**Problems:**
1 - Answer these questions using the passage on new accounting pronouncements below.
(a) In what month and year did the SEC staff issue SAB 108?
(b) On what date will the provisions of FIN 48 begin to be applied?
(c) Does SFAS 160 allow early adoption?
2 - Continue the passage on new accounting pronouncements below, starting after its last sentence.

**Selected excerpt:**
▼
In September 2006, the Securities and Exchange Commission (‘SEC’) staff issued Staff Accounting Bulletin No. 108, “Considering the Effects of Prior Year Misstatements when Quantifying Misstatements in Current Year Financial Statements” (‘SAB 108’). SAB 108 provides guidance on how prior year misstatements should be taken into consideration when quantifying misstatements in current year financial statements for purposes of determining whether the current year’s financial statements are materially misstated. The provisions of SAB 108 are required to be applied by registrants in their annual financial statements covering fiscal years ending on or before November 15, 2007. The adoption of the provisions of SAB 108 did not have an impact on the Company’s financial statements.

In June 2006, the FASB issued FASB Interpretation No. 48, “Accounting for Uncertainty in Income Taxes—an interpretation of FASB Statement No. 109” (FIN 48). FIN 48 clarifies the accounting and reporting for uncertainties in income tax law. This Interpretation prescribes a comprehensive model for the financial statement recognition, measurement, presentation and disclosure of uncertain tax positions taken or expected to be taken in income tax returns. The provisions of FIN 48 will be applied beginning in the first quarter of 2008 (i.e. from April 1, 2008), with the cumulative effect of the change in accounting principle recorded as an adjustment to retained earnings. The Company is currently assessing the impact of the adoption of this Interpretation on its financial statements.
 
In December 2007, the Financial Accounting Standards Board (FASB) issued SFAS No. 141 (revised 2007), “Business Combinations” (“SFAS 141R”).  SFAS 141R establishes principles and requirements for how an acquirer recognizes and measures in its financial statements the identifiable assets acquired, the liabilities assumed, any noncontrolling interest in the acquiree and the goodwill acquired.  SFAS 141R also establishes disclosure requirements to enable the evaluation of the nature and financial effects of the business combination.  This statement is effective beginning January 1, 2009.  The Company does not expect the adoption of SFAS 141R to have a material impact on its financial position and results of operations.  
 
In December 2007, FASB issued SFAS No. 160, “Noncontrolling Interests in Consolidated Financial Statements – an amendment of ARB No. 51.”  This statement improves the relevance, comparability, and transparency of the financial information that a reporting entity provides in its consolidated financial statements by establishing accounting and reporting standards that require; the ownership interests in subsidiaries held by parties other than the parent and the amount of consolidated net income attributable to the parent and to the noncontrolling interest be clearly identified and presented on the face of the consolidated statement of income, changes in a parent’s ownership interest while the parent retains its controlling financial interest in its subsidiary be accounted for consistently, when a subsidiary is deconsolidated, any retained noncontrolling equity investment in the former subsidiary be initially measured at fair value, entities provide sufficient disclosures that clearly identify and distinguish between the interests of the parent and the interests of the noncontrolling owners.  SFAS 160 affects those entities that have an outstanding noncontrolling interest in one or more subsidiaries or that deconsolidate a subsidiary.  SFAS 160 is effective for fiscal years, and interim periods within those fiscal years, beginning on or after December 15, 2008. Early adoption is prohibited.  The adoption of this statement did not have a material effect on the Company's financial statements.
▲
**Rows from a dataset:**
▼
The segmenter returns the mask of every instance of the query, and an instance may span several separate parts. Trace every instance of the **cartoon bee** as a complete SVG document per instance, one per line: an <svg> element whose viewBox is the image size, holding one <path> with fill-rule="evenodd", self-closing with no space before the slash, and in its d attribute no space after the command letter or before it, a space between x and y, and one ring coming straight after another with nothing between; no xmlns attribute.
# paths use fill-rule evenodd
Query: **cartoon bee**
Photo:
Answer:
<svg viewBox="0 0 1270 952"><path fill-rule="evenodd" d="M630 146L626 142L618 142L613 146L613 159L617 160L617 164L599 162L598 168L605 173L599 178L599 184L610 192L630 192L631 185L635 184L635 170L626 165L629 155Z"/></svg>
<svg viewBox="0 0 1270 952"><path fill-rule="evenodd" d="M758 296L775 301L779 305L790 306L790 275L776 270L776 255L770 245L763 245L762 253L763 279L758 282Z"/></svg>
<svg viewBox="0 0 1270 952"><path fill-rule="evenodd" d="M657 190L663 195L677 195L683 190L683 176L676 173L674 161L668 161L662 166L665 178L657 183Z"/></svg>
▲
**Responses per task:**
1 -
(a) September 2006
(b) April 1, 2008
(c) No, early adoption is prohibited.

2 -
In March 2008, the FASB issued SFAS No. 161, “Disclosures about Derivative Instruments and Hedging Activities, an amendment of FASB Statement No. 133.”  This statement is intended to improve transparency in financial reporting by requiring enhanced disclosures of an entity’s derivative instruments and hedging activities and their effects on the entity’s financial position, financial performance, and cash flows.  SFAS 161 applies to all derivative instruments within the scope of SFAS 133, “Accounting for Derivative Instruments and Hedging Activities” (SFAS 133) as well as related hedged items, bifurcated derivatives, and nonderivative instruments that are designated and qualify as hedging instruments.  Entities with instruments subject to SFAS 161 must provide more robust qualitative disclosures and expanded quantitative disclosures.  SFAS 161 is effective prospectively for financial statements issued for fiscal years and interim periods beginning after November 15, 2008, with early application permitted.  The adoption of this statement did not have a material effect on the Company's financial statements.
 
In May 2008, the FASB issued SFAS No. 162, “The Hierarchy of Generally Accepted Accounting Principles.” SFAS 162 identifies the sources of accounting principles and the framework for selecting the principles used in the preparation of financial statements of nongovernmental entities that presented in conformity with generally accepted accounting principles in the United States of America.  SFA 162 will be effective 60 days following the SEC’s approval of the PCAOB amendments to AU Section 411, The Meaning of Present Fairly in Conformity With Generally Accepted Accounting Principles.  The Company does not believe SFAS 162 will have a significant impact on the Company’s financial statements.
 
In May 2008, the FASB issued SFAS No. 163, “Accounting for Financial Guarantee Insurance Contracts, an interpretation of FASB Statement No. 60.”  The scope of this Statement is limited to financial guarantee insurance and reinsurance contracts, as described in the Statement, issued by enterprises included within the scope of Statement 60.  Accordingly, this Statement does not apply to financial guarantee contracts issued by enterprises excluded from the scope of Statement 60 or to some insurance contracts that seem similar to financial guarantee insurance contracts issued by insurance enterprises (such as mortgage guaranty insurance or credit insurance on trade receivables).  This Statement also does not apply to financial guarantee contracts that are derivative instruments included within the scope of SFAS No. 133, “Accounting for Derivative instruments and Hedging Activities.”  SFAS 163 is effective prospectively for financial statements issued for fiscal years beginning after December 15, 2008, and interim periods within those fiscal years; disclosure requirements in paragraphs 30(g) and 31 are effective for the first period (including interim periods) beginning after May 23, 2008. The adoption of this statement did not have a material effect on the Company's financial statements.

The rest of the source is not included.